### Enunciado 1
Converta os registros em uma tabela Markdown com as colunas Nº e Linha, começando na primeira linha dos registros e terminando na linha que contém "202L892 210L889 211L889", ambas incluídas. Omita as linhas em branco.

=== Texto fornecido ===

Mula sem Cabeça

MULA SEM CABEÇA

Relatório

A Mula sem Cabeça é mito brasileiro que surge por forte influência católica durante o período colonial. Trata-se da história de uma maldição que se abate sobre mulheres que cometem um interdito, um ato proibido. Por conta disso, nas noites de quinta para sexta-feira, assumem a forma de uma grande mula preta sem cabeça. Em seu lugar, expele as chamas do próprio inferno que lhe queimam de dentro para fora.

Quando transformada, a mula deve correr uma carreira descomunal, passando por sete igrejas, sete cemitérios e sete freguesias (vilas). É o mesmo percurso que deve fazer o lobisomem durante o seu fadário. Neste trajeto, a Mula a tudo atropela, e é capaz de destruir os olhos, dentes e unhas de todo aquele que a encara. É por isso que, segundo a tradição, deve deitar-se no chão e esconder as unhas quando esta visagem está passando.

As versões mais conhecidas falam que o interdito que a mula rompe é o relacionamento com um padre católico. No entanto, existem outros exemplos. Alceu Maynard Araújo fala que a moça solteira que tem relação sexual antes do casamento recebe a maldição. Simões Lopes Neto, quando descreve o tipo de pessoa que vira Mula vai falar que são “mulheres de má vida”. Gustavo Barroso vai ser mais objetivo e relacionar a mula à uma metáfora com prostitutas.

A falta de cabeça na mula é simbólica. Representa o abandono da razão. Como se essas mulheres tivessem abandonado as faculdades do pensamento para dar vazão aos prazeres da carne. Não é sem motivo que abandonam a forma humana e assumem a de uma besta. A transformação é, além de tudo, um martírio. Câmara Cascudo aponta que muitos relatos falam que o relincho da mula soa como um gemido, como se morresse de dor. Por vezes, a visagem é ainda montada e torturada pelo próprio diabo, que lhe rasga a barriga com seus chinelos de fogo.

=== Registros apresentados ===

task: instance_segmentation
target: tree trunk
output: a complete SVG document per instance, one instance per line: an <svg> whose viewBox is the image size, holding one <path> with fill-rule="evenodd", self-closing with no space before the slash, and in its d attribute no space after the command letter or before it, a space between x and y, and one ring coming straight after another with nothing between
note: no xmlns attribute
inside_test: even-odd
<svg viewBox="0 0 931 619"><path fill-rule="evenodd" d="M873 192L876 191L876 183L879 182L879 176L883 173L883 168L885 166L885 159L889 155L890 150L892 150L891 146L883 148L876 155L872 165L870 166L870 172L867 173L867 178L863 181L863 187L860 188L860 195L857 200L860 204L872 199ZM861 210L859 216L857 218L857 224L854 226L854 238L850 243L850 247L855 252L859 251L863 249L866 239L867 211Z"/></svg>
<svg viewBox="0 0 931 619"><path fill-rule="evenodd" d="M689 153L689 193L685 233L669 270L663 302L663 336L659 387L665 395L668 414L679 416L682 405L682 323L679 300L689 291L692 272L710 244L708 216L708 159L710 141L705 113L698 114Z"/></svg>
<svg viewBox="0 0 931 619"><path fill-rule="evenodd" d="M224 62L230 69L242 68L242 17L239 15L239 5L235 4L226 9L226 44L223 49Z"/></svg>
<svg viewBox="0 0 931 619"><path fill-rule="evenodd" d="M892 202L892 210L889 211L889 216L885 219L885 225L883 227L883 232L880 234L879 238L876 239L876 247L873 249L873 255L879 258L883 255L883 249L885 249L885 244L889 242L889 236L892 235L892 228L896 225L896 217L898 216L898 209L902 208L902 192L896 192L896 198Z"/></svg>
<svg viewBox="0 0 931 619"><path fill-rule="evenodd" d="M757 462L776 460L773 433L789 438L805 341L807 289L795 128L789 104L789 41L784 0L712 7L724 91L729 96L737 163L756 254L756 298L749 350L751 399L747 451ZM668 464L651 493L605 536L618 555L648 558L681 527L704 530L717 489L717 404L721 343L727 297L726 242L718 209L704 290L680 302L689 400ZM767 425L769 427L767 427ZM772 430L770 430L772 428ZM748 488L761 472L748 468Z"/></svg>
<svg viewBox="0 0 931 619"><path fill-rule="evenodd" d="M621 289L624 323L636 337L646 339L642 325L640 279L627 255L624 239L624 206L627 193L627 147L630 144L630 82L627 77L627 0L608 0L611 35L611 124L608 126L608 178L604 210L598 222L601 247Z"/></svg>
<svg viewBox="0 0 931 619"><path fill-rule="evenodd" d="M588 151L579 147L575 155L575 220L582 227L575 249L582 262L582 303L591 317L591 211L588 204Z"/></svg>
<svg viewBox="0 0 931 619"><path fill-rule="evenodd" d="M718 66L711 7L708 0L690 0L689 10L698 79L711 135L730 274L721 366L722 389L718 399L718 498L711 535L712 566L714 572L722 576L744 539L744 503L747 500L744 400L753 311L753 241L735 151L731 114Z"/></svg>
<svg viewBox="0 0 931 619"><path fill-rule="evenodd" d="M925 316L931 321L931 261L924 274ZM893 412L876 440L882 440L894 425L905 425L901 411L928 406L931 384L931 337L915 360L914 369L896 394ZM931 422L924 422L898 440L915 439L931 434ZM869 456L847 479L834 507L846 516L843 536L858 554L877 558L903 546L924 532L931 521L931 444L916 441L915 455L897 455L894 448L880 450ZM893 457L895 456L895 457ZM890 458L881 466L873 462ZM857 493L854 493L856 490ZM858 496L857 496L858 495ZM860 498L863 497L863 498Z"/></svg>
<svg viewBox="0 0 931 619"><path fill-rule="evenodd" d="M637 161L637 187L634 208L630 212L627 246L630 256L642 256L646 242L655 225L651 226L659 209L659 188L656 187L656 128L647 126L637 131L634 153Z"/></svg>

===

### Enunciado 2
Continue o texto sobre a Mula sem Cabeça a partir do ponto em que ele termina.

### Resposta 1
| Nº | Linha |
|---|---|
| 1 | task: instance_segmentation |
| 2 | target: tree trunk |
| 3 | output: a complete SVG document per instance, one instance per line: an <svg> whose viewBox is the image size, holding one <path> with fill-rule="evenodd", self-closing with no space before the slash, and in its d attribute no space after the command letter or before it, a space between x and y, and one ring coming straight after another with nothing between |
| 4 | note: no xmlns attribute |
| 5 | inside_test: even-odd |
| 6 | <svg viewBox="0 0 931 619"><path fill-rule="evenodd" d="M873 192L876 191L876 183L879 182L879 176L883 173L883 168L885 166L885 159L889 155L890 150L892 150L891 146L883 148L876 155L872 165L870 166L870 172L867 173L867 178L863 181L863 187L860 188L860 195L857 200L860 204L872 199ZM861 210L859 216L857 218L857 224L854 226L854 238L850 243L850 247L855 252L859 251L863 249L866 239L867 211Z"/></svg> |
| 7 | <svg viewBox="0 0 931 619"><path fill-rule="evenodd" d="M689 153L689 193L685 233L669 270L663 302L663 336L659 387L665 395L668 414L679 416L682 405L682 323L679 300L689 291L692 272L710 244L708 216L708 159L710 141L705 113L698 114Z"/></svg> |
| 8 | <svg viewBox="0 0 931 619"><path fill-rule="evenodd" d="M224 62L230 69L242 68L242 17L239 15L239 5L235 4L226 9L226 44L223 49Z"/></svg> |
| 9 | <svg viewBox="0 0 931 619"><path fill-rule="evenodd" d="M892 202L892 210L889 211L889 216L885 219L885 225L883 227L883 232L880 234L879 238L876 239L876 247L873 249L873 255L879 258L883 255L883 249L885 249L885 244L889 242L889 236L892 235L892 228L896 225L896 217L898 216L898 209L902 208L902 192L896 192L896 198Z"/></svg> |

### Resposta 2
Para que a pessoa não se transforme, os relatos dizem que toda sexta-feira, durante sete anos, o padre deve amaldiçoar antes da missa a mulher com quem se deitou. Manuel Ambrósio, citado por Cascudo fala que o sacerdote deveria, em verdade, amaldiçoá-la sete vezes sete vezes, o que tradicionalmente, é uma forma de se referir a quantias infinitas. Um dos momentos, ressalta o folclorista, é excomungá-la logo antes de colocar os chinelos; para “pisar” metaforicamente na mulher durante todo o dia de orações.

Curioso notar como, no caso do rompimento dos interditos, a mulher é transformada em monstro enquanto ao padre – que também quebrou seus votos – não cabe castigo algum. Em verdade, existe no trabalho de certos estudiosos, alguns relatos de um “cavalo sem cabeça”, que seria a versão masculina do mito que surge após o falecimento do sacerdote. No entanto, o próprio desconhecimento popular desta versão mostra como o imaginário punitivo da mulher é muito mais significativo. Hoje, enfim, estas narrativas vêm sendo mais questionadas.

Existem duas formas de desencantar em definitivo uma mulher tornada mula-sem-cabeça. A primeira é arrancando seu sangue com um alfinete virgem. O sangue vai operar como elemento redentor, como batismo, marca do sofrimento trazido pelo suposto aprendizado que o castigo maldito trouxe. A segunda possibilidade é mais promissora: retirar da mula seu freio de ferro encantado, que repousa em meio às chamas infernais de seu pescoço. Ato de coragem, retirar os freios da mula é metáfora para devolver à mulher sua liberdade.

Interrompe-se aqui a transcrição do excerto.